→ TEXT PROVIDED
Choosing the right Kubernetes object for deploying workloads in Azure - Part 3

Article
10/24/2017

This material has been added to a full eBook, Kubernetes Objects on Microsoft Azure.

Introduction

The last two posts covered how to get a Kubernetes cluster working locally or in Azure. Both clusters can be accessed via their dashboards. It is easy to switch between the two dashboards by switching contexts. This post will cover how to switch context. There will be UI differences in the dashboards, between a single-node cluster and a multi-node cluster, depending on the versions of the clusters. This post will cover all the menu options that are available with Kubernetes version 1.6.6, and I will explain what each option does.

Switching context between a local cluster and an Azure cluster

The last two posts covered using kubectl (the Kubernetes command-line tool) to interact with local (command: cluster-info) as well as a cloud-based cluster (commands: cluster-info & proxy). kubectl uses context to identify a cluster. Think of it as a variant of the good old DB connectionstring to Kubernetes cluster.

Kubectl issues commands against a specific cluster using this context. Use the command in Figure 1 to view which contexts are available to run commands against.

Figure 1. Viewing which contexts are available.

The kubectl config view command lists clusters, configs, and shows the current config.

Use the command kubectl config use-context <name-of-context> to switch between contexts (see Figure 2).

Figure 2. Switching between contexts.

Once you are connected to a specific context, issue further commands against that context/cluster. For example, see Figure 3.

Figure 3. The cluster-info command.

→ WRITTEN INSTRUCTION
Reproduce the passage from the Kubernetes article between "Choosing the right" and "on Microsoft Azure.", inclusive.

Stored entries:
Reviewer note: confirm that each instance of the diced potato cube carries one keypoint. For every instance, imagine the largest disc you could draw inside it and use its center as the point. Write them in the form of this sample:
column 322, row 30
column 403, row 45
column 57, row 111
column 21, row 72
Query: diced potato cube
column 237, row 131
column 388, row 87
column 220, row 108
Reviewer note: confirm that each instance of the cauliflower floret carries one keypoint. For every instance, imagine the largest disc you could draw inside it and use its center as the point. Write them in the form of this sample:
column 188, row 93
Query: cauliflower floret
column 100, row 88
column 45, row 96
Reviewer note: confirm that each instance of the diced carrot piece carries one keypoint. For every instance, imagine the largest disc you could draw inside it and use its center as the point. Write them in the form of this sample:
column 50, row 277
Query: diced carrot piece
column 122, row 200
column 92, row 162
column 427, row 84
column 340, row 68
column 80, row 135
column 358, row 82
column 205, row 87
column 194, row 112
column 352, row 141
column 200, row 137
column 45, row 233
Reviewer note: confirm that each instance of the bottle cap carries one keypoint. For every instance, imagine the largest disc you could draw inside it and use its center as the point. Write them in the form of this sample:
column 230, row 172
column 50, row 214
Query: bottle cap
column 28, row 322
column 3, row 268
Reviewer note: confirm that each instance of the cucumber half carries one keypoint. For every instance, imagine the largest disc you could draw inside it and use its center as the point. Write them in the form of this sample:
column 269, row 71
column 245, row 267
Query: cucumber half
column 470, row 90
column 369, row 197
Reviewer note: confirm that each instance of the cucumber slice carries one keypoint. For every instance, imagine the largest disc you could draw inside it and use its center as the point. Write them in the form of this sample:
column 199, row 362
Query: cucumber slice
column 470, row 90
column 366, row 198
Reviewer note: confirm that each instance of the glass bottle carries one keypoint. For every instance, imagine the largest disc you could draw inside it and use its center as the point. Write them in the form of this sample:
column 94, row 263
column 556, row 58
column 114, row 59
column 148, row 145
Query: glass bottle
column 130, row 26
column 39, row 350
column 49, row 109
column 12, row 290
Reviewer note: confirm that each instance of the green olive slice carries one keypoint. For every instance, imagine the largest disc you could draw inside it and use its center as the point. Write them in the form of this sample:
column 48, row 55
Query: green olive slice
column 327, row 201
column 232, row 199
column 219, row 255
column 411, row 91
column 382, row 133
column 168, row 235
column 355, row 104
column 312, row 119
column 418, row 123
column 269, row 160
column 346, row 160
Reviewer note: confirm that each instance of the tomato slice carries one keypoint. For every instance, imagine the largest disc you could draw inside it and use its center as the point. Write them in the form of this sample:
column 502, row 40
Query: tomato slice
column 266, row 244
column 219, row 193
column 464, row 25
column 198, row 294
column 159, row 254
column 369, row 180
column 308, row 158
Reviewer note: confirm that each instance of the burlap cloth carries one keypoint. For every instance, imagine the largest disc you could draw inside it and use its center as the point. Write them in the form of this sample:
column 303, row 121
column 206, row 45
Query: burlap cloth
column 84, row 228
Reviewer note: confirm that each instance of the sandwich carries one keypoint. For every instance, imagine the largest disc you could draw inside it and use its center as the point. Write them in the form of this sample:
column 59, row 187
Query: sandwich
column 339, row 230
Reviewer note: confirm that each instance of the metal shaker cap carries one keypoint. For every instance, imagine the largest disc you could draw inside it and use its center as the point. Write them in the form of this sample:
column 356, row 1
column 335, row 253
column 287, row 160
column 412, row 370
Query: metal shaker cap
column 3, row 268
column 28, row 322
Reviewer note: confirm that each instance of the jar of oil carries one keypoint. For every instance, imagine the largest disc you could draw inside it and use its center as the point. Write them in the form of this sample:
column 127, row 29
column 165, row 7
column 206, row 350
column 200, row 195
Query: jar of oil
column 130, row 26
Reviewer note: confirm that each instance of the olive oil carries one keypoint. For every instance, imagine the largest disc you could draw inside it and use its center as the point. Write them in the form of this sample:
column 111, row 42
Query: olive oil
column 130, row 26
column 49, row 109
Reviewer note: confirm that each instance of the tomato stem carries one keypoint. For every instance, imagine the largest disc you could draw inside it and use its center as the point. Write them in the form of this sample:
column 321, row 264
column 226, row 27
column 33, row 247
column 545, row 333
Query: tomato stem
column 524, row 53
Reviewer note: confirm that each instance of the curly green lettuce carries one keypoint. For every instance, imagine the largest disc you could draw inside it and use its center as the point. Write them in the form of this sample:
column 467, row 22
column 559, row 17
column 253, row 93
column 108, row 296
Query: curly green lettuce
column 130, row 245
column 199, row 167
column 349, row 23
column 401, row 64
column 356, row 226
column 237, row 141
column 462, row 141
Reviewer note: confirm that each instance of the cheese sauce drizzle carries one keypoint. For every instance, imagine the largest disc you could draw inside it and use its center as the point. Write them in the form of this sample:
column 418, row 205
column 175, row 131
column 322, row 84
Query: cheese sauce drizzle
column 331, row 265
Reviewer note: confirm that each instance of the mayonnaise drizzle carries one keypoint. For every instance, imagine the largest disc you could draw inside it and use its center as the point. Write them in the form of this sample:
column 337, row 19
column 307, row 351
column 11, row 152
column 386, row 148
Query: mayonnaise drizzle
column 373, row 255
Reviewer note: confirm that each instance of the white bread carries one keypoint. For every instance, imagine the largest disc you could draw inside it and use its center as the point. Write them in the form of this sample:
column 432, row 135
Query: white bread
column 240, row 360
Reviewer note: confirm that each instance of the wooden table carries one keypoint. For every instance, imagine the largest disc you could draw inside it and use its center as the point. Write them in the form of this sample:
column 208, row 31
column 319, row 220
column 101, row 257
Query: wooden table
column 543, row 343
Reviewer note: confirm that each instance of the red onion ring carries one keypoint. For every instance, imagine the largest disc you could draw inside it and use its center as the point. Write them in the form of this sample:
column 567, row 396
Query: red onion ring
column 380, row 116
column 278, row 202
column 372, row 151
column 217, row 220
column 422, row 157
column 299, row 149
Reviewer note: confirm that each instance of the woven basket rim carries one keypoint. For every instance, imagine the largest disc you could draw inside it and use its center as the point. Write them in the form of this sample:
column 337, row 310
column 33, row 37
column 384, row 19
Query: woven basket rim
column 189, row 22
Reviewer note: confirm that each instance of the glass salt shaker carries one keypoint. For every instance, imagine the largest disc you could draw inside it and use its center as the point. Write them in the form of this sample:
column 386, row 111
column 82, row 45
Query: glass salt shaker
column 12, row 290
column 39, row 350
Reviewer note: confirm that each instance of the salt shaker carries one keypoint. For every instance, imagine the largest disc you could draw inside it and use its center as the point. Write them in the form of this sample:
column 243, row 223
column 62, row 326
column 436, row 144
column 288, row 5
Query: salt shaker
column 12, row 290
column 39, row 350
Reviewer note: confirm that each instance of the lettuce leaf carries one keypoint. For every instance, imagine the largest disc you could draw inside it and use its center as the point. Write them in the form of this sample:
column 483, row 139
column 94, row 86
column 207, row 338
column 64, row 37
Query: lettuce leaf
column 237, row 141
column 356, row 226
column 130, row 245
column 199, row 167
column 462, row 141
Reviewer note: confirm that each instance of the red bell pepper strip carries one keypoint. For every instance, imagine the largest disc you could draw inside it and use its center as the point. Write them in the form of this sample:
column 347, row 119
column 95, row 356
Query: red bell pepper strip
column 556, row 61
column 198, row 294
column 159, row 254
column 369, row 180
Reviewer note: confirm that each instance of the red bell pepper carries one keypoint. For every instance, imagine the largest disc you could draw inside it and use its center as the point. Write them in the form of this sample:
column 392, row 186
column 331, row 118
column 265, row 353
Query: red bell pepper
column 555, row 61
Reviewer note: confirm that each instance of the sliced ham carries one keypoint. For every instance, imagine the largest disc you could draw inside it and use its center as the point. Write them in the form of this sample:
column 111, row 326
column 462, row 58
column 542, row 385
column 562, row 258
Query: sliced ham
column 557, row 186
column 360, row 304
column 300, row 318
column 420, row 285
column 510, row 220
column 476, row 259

→ SOLUTION TO THE EXERCISE
Choosing the right Kubernetes object for deploying workloads in Azure - Part 3

Article
10/24/2017

This material has been added to a full eBook, Kubernetes Objects on Microsoft Azure.